Items from a data source:
- Opening Delimiter -
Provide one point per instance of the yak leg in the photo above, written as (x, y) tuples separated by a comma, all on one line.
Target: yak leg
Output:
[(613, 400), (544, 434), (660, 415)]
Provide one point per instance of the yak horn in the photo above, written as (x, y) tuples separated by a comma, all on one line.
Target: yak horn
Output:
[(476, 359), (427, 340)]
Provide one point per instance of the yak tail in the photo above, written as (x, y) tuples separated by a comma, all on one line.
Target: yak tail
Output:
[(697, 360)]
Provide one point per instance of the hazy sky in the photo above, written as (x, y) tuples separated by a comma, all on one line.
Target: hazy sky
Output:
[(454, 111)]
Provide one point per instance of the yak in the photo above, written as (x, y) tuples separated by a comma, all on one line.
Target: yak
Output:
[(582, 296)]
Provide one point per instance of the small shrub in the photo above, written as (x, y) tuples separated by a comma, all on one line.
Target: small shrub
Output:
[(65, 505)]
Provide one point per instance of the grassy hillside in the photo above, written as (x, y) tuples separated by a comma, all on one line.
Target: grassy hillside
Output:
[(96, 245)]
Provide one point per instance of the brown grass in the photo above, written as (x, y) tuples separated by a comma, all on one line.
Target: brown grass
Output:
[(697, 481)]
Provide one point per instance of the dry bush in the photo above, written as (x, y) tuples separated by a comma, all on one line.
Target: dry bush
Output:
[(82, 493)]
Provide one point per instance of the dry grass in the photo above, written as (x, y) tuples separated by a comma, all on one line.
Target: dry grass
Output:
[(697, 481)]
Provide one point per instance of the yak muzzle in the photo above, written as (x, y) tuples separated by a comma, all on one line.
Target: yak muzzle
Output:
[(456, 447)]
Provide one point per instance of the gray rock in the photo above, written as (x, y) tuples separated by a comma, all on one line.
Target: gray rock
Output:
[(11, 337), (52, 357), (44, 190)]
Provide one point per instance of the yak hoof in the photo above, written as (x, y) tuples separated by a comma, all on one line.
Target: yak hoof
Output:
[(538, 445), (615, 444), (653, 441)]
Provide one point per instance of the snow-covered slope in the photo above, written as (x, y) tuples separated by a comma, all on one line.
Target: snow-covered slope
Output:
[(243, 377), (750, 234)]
- Closing Delimiter -
◆ **Activity**
Look at the records above. Copy every line where the string "muzzle" occurs.

◆ **Task result**
Provide one point per instance of the yak muzzle in the photo above, written as (x, y) tuples separated by a comma, all on one line.
Target: yak muzzle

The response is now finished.